Items from a data collection:
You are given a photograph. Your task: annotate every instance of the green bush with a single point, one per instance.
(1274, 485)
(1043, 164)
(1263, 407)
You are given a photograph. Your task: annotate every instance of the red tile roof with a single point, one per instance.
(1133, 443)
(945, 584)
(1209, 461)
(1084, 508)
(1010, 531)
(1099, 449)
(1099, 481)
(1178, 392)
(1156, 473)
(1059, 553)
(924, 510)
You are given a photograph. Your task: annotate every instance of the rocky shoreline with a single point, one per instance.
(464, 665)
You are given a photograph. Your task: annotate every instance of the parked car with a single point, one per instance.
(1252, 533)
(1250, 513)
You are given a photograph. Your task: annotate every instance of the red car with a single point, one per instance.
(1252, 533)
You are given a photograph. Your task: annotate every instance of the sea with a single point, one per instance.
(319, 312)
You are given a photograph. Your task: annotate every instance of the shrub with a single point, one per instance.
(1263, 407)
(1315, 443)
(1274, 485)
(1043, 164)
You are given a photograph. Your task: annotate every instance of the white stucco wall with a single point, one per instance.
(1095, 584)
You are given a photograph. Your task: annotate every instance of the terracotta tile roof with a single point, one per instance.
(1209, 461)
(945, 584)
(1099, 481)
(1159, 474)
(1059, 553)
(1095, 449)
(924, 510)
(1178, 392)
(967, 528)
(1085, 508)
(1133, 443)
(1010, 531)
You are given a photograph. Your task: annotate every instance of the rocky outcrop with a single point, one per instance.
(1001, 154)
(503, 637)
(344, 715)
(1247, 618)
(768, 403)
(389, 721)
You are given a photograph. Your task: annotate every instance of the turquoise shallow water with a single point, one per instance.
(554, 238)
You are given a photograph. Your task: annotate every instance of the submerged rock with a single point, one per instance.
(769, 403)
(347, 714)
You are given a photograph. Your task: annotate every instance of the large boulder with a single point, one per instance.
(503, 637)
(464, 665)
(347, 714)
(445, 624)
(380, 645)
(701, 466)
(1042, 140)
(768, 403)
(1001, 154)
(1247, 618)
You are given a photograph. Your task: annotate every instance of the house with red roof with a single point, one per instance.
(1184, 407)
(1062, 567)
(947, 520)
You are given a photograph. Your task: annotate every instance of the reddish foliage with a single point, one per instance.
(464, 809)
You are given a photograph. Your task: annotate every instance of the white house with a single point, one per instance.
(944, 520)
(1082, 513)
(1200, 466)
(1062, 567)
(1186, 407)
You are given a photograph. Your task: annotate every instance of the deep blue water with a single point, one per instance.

## What the task asks
Reproduce the items word for word, starting at the line that contains "of the turquoise" and ending at the final line of the items, with both of those lines included.

## Result
You are given a photograph. Your task: annotate every instance of the turquoise shallow water with a single point, one per instance.
(554, 238)
You are given a photograph. Your task: annotate every instance of the submerged rock with a single point, one per instance.
(769, 403)
(347, 714)
You are given a photograph. Your task: annotate every instance of the large boulder with a single point, one per instance.
(503, 637)
(464, 665)
(347, 714)
(445, 624)
(380, 645)
(701, 466)
(1042, 140)
(768, 403)
(1001, 154)
(1247, 618)
You are given a photograph. Your task: annotate every instance of the house with red roof with a single point, one per instance.
(1184, 407)
(1062, 567)
(947, 520)
You are given a photograph. Your task: annotate every instance of the reddish foliage with a single point, one per instance.
(464, 809)
You are given a photograph. Your task: annotate every instance of the white house with a single point, one per instance.
(944, 520)
(1082, 513)
(1200, 466)
(1062, 567)
(1186, 407)
You are given a photograph. Your task: annotate every instance of the deep blue water with a single point, one per instance.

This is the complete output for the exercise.